Но, принимая как данность, осмысленность интенционального авторского жеста, следует эту осмысленность обращать в смыслы — восстанавливая их не путем навязывания своих идей автору и тексту, но дорогой смиренной и научно корректной реконструкции авторского замысла.
 
И поэтому я утверждаю (доказывая анализом самих текстов), что собачка в хрестоматийном рассказе играет существеннейшую роль одного из полюсов мироздания, что олени спасают героя от безбожной и страшной в своем отчаянии смерти, что легкое дыхание — это не физиологическое измерение красоты, но сама красота как дар.
 
Так же всего лишь пытаясь всерьез прочитать авторский замысел, я думаю о сне Обломова, столь важном для романа и автора, и столь, казалось бы, случайном и неуместном. И понимаю, что этот сон видит не Обломов, но его глазами — русский народ вспоминает о рае.
 
 Очень важна для меня третья часть — о христианских мотивах в современном мире. Важно, что религиозные смыслы, а в русской культуре, в первую очередь, православные, не исчезли даже в случае авторского агностицизма или антихристианских взглядов на мир. Отказ от встречи с Богочеловеком есть отказ и от божественного в человеке, но как раз тут русская культура, открывавшая божественное присутствие в мире, оказалась автором мощнейшего культурного кода — который так или иначе заставляет современное искусство занимать некую осмысленную точку приятия/неприятия (и всего континуума значений между этими двумя полюсами) в отношении христианской вести о воскресшем Господе.

☆ ☆ ☆ ☆ ☆

Список заданий:
1 - Выпишите из фрагмента всё, начиная со слов «Так же всего» и вплоть до слов «вспоминает о рае.».
2 - Переведите на английский язык предложение из фрагмента: «И понимаю, что этот сон видит не Обломов, но его глазами — русский народ вспоминает о рае».
Приведённые далее строки — самостоятельный материал, не связанный с фрагментом.

Предоставленные сведения:
☆ ☆ ☆ ☆ ☆

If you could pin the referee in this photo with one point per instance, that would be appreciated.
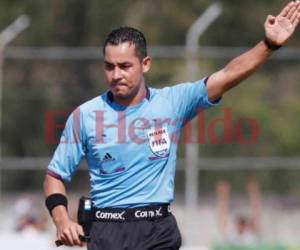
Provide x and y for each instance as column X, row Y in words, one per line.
column 128, row 135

☆ ☆ ☆ ☆ ☆

Полные ответы:
1 -
Так же всего лишь пытаясь всерьез прочитать авторский замысел, я думаю о сне Обломова, столь важном для романа и автора, и столь, казалось бы, случайном и неуместном. И понимаю, что этот сон видит не Обломов, но его глазами — русский народ вспоминает о рае.

2 - And I understand that this dream is seen not by Oblomov; rather, through his eyes, the Russian people remember paradise.